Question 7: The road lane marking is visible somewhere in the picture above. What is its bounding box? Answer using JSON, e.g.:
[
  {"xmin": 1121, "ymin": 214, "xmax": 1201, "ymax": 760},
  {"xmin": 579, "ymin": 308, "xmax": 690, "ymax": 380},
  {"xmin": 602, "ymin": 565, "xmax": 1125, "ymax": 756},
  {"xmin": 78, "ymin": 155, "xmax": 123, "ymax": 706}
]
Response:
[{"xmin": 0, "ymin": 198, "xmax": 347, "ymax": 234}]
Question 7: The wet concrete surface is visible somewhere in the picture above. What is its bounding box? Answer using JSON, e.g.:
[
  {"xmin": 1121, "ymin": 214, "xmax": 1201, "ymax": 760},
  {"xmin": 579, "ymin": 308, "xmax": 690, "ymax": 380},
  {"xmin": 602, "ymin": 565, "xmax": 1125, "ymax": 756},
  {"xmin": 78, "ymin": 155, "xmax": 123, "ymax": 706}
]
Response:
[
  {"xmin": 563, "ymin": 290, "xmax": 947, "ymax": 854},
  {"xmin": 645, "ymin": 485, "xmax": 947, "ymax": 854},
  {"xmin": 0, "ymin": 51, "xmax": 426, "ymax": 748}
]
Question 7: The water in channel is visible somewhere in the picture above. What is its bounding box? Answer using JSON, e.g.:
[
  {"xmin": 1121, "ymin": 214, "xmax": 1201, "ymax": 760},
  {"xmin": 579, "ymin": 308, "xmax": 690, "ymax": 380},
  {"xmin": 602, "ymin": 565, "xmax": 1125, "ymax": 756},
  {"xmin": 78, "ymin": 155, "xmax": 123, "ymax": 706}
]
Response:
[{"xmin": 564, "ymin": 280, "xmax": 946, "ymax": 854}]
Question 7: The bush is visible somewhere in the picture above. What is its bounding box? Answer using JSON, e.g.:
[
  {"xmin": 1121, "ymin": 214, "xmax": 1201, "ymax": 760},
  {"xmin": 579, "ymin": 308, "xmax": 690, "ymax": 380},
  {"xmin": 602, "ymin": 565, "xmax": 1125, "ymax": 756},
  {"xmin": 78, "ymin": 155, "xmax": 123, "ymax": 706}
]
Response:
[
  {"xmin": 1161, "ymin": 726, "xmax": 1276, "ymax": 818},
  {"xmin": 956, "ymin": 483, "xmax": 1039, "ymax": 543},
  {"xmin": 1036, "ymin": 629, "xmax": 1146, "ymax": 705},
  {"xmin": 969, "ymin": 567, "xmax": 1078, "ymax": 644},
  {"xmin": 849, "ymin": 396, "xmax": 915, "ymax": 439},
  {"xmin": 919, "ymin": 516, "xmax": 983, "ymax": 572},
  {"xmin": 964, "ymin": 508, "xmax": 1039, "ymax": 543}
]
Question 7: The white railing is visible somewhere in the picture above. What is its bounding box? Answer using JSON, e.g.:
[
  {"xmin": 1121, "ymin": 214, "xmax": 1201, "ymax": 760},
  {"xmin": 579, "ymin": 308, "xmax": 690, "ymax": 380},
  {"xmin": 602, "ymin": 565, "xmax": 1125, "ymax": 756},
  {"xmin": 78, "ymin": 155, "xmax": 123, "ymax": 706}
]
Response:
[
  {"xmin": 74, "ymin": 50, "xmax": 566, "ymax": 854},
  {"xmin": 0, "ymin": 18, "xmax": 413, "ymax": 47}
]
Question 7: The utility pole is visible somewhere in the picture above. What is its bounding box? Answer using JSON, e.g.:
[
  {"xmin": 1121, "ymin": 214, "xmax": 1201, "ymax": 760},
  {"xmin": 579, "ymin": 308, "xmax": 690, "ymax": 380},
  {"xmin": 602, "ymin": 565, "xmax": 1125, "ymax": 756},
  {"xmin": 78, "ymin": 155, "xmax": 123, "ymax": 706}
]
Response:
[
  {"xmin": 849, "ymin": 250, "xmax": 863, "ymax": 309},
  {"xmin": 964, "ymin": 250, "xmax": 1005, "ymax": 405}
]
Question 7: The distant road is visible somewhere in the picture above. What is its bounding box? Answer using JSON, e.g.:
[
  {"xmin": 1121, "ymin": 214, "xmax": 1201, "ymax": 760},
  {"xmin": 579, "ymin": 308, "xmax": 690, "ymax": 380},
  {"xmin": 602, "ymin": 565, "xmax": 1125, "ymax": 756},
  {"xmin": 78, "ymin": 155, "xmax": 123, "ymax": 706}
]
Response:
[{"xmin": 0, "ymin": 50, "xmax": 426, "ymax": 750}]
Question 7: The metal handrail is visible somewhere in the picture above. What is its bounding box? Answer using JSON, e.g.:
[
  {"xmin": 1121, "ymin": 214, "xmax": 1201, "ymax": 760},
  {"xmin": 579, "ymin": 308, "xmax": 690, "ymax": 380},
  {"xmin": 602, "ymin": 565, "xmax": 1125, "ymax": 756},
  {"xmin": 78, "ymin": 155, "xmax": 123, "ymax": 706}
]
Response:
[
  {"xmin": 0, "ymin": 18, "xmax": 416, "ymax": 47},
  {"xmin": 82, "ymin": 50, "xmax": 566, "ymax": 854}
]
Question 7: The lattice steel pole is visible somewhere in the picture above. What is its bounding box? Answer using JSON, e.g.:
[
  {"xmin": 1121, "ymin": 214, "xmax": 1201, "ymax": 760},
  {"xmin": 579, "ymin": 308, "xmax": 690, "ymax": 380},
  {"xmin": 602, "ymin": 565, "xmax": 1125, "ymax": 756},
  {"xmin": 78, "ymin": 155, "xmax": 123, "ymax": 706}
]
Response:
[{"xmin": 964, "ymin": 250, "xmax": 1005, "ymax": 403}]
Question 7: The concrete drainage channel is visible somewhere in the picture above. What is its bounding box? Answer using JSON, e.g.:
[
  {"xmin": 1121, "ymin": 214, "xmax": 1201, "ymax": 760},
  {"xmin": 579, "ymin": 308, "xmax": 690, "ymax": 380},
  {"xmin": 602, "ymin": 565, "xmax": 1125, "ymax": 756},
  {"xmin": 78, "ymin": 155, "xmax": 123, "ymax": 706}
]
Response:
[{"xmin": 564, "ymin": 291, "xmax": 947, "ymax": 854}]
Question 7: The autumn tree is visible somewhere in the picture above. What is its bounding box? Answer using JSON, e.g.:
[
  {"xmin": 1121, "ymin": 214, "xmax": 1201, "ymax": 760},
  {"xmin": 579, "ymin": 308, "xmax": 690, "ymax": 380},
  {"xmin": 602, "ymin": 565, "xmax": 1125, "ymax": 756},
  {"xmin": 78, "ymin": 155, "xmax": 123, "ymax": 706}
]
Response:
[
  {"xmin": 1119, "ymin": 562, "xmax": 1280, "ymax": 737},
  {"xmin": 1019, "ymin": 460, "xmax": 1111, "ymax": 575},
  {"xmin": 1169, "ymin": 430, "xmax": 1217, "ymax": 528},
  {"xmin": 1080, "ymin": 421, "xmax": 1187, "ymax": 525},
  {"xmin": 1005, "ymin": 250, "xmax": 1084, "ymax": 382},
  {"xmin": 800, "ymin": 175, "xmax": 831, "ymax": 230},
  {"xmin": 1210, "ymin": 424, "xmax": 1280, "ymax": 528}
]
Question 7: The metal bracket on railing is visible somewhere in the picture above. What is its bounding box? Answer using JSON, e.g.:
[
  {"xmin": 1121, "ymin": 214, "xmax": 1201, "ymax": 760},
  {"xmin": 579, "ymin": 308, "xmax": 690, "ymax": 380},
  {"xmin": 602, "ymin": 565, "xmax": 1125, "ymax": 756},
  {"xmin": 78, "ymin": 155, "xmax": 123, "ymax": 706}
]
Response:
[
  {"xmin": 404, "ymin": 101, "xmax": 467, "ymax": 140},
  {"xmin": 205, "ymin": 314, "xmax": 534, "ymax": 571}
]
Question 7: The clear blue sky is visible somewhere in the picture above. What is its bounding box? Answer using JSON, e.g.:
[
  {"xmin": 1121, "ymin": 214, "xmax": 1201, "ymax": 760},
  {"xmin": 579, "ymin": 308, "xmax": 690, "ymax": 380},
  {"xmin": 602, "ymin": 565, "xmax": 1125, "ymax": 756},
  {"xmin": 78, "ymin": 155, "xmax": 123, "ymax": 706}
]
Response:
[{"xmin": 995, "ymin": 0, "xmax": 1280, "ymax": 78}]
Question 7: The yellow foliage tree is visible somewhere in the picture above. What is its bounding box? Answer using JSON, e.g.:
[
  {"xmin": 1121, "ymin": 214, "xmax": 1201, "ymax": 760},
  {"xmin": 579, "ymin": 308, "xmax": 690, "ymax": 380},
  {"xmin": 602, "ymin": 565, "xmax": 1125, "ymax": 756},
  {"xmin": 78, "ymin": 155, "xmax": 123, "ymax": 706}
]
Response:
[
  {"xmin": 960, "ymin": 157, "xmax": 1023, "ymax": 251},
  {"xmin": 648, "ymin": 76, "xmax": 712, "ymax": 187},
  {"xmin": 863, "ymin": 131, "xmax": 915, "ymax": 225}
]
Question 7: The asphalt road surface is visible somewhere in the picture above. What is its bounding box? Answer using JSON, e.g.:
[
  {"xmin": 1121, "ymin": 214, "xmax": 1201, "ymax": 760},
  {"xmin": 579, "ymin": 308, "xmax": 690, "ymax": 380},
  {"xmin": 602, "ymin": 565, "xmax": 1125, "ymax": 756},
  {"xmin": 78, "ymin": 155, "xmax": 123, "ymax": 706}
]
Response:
○ ○ ○
SET EXERCISE: Which lines of the records above contain the word "tree"? Copy each of them out.

ANSWER TO THIS EXERCISE:
Question 7: The autumn tree is visible somewhere in the picture above. What is its bounding box? Answer using JSON, e.g.:
Question 7: The yellow foliage tree is visible somewhere in the picture above. What is its bounding box? Answer using JSON, e.g.:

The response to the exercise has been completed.